Point-per-instance localization data
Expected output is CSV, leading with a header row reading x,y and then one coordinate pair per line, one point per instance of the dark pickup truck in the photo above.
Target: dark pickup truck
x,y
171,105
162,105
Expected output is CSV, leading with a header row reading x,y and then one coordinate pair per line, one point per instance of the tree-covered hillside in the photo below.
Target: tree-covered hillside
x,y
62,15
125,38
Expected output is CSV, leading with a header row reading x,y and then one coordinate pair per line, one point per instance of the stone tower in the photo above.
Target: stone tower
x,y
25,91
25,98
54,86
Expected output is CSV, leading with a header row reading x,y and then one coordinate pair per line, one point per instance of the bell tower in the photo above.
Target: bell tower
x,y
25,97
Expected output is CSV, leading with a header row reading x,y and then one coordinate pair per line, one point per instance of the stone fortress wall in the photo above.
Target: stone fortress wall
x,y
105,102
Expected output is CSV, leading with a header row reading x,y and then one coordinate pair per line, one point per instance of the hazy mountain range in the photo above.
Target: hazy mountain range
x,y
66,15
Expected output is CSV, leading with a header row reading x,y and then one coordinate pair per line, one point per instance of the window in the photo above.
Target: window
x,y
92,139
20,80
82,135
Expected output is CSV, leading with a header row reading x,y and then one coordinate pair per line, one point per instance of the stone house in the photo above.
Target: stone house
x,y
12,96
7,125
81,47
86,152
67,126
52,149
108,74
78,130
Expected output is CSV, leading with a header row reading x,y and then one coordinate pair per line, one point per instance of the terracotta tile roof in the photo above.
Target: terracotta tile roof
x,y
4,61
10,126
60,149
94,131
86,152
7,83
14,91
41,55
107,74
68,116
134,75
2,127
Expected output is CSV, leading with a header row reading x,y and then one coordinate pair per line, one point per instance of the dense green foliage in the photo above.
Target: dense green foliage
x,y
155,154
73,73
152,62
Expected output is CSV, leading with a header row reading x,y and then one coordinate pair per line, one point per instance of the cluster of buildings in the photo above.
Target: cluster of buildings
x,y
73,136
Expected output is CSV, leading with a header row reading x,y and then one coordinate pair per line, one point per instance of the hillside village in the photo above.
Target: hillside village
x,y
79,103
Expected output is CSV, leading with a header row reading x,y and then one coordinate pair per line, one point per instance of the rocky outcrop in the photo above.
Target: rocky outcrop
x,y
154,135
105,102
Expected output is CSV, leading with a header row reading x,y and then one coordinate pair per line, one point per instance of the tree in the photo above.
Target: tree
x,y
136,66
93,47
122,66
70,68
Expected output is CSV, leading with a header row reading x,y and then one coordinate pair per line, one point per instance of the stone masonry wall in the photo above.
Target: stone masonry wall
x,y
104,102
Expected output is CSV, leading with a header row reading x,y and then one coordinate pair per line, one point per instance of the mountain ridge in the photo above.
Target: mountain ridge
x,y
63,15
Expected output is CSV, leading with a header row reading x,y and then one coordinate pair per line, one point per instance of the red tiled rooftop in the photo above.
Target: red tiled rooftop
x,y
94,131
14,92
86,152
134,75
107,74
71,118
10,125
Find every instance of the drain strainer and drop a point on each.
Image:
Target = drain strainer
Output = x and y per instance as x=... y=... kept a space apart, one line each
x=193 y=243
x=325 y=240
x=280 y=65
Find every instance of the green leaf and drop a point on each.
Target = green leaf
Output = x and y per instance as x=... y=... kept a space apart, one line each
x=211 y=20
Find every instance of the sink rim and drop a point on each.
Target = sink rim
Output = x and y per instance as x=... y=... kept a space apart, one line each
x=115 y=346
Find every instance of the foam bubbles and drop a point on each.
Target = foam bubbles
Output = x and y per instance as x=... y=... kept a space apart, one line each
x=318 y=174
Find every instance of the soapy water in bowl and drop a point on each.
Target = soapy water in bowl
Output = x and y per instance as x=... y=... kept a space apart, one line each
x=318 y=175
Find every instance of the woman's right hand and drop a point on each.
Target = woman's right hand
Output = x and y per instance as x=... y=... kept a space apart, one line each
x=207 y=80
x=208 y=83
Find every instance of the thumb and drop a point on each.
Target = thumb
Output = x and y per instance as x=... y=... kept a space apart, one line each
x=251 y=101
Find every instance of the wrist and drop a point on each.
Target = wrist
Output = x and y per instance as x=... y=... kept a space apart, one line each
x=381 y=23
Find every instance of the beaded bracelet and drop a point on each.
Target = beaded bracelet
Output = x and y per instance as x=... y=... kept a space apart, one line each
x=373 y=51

> [Aim of the task]:
Every entry above should be written out again, precisely.

> [Solution to this task]:
Expected output is CSV, leading with a header row reading x,y and then one coordinate pair per line, one point per instance of the dark pickup truck in the photo above.
Target: dark pickup truck
x,y
171,105
162,105
Expected output is CSV, leading with a header row reading x,y and then one coordinate pair per line, one point per instance of the tree-covered hillside in the photo below.
Target: tree-covered hillside
x,y
62,15
125,38
Expected output is CSV, leading with a header row reading x,y and then one coordinate pair per line, one point per instance of the stone tower in the photo above.
Target: stone tower
x,y
25,91
25,98
54,86
Expected output is CSV, leading with a header row reading x,y and then one coordinate pair per line, one point per instance of the bell tower in the photo above.
Target: bell tower
x,y
25,97
Expected output is CSV, leading with a header row reading x,y and then one coordinate pair per line, one point per instance of the stone fortress wall in the photo above.
Target: stone fortress wall
x,y
105,102
Expected output is CSV, leading with a header row reading x,y and then one coordinate pair per line, one point per instance of the hazy mountain range in the photo above.
Target: hazy mountain range
x,y
66,15
Expected output is CSV, leading with a header row reading x,y and then one coordinate pair per line, one point per instance of the window in the photo above.
Target: window
x,y
92,139
20,80
82,135
Expected output is CSV, leading with a header row reading x,y and then one coordinate pair per line, one point per instance of the stone house in the photo above.
Target: stone house
x,y
12,96
7,125
81,47
86,152
67,126
52,149
108,74
78,130
Expected output is CSV, leading with a header row reading x,y and then one coordinate pair per line, one point per instance of the terracotta tile roof in the photo above.
Target: terracotta tile roof
x,y
4,61
10,126
60,149
94,131
86,152
7,83
14,91
41,55
107,74
68,116
134,75
2,127
Expected output is CSV, leading with a header row reading x,y and then one coordinate pair per line, one point per instance of the dense green foliage in the photo above.
Target: dense green foliage
x,y
155,154
73,73
152,62
Expected output is CSV, leading with a header row reading x,y and then one coordinate pair per line, one point per instance of the cluster of buildings in the photo above.
Target: cluster of buildings
x,y
73,136
Expected output is CSV, leading with a header row reading x,y and then one coordinate pair per line, one point per instance of the hillside village in the photo above.
Target: hillside village
x,y
79,103
Expected output is CSV, leading with a header row reading x,y and then one coordinate pair per line, one point per instance of the rocky outcrop in the photo above.
Target: rocky outcrop
x,y
154,135
105,102
Expected output is CSV, leading with a header row reading x,y and then one coordinate pair per line, one point per instance of the tree in the photo above.
Target: tree
x,y
136,66
93,47
122,66
70,68
Expected output is CSV, leading with a header row reading x,y and then one coordinate pair per line, one point per instance of the stone masonry wall in the photo above.
Target: stone masonry wall
x,y
104,102
Expected output is CSV, leading with a header row reading x,y and then one coordinate pair per line, one point per instance of the mountain ridge in the photo above.
Target: mountain ridge
x,y
63,15
Expected output is CSV, leading with a header row reading x,y and then one coordinate pair per line, one point per instance of the red tiled rooftop in the photo above.
Target: red tiled rooftop
x,y
94,131
14,92
86,152
134,75
107,74
71,118
10,125
Find every instance of the drain strainer and drop a point on each.
Image:
Target = drain strainer
Output = x and y per instance as x=... y=... kept a space apart, one line each
x=193 y=243
x=325 y=240
x=280 y=65
Find every instance of the green leaf and drop a point on each.
Target = green leaf
Output = x and y per instance as x=... y=... kept a space apart, one line each
x=211 y=20
Find every instance of the sink rim and drop a point on each.
Target = sink rim
Output = x and y per instance as x=... y=... kept a space apart, one line each
x=115 y=346
Find every instance of the foam bubbles and drop a point on each.
Target = foam bubbles
Output = x and y per instance as x=... y=... kept a space apart, one line each
x=318 y=174
Find every instance of the soapy water in bowl and drop a point on each.
Target = soapy water in bowl
Output = x and y per instance as x=... y=... kept a space apart, one line each
x=318 y=175
Find every instance of the woman's right hand and drop a point on each.
Target = woman's right hand
Output = x and y per instance as x=... y=... kept a space apart, one line each
x=207 y=80
x=208 y=83
Find every instance of the thumb and drop a point on each.
Target = thumb
Output = x and y per instance as x=... y=... kept a space apart, one line each
x=251 y=101
Find every instance of the wrist and drop a point on each.
Target = wrist
Output = x and y per instance as x=... y=... kept a space apart, one line each
x=381 y=23
Find every instance of the beaded bracelet and drop a point on each.
Target = beaded bracelet
Output = x and y per instance as x=... y=... kept a space apart, one line each
x=373 y=51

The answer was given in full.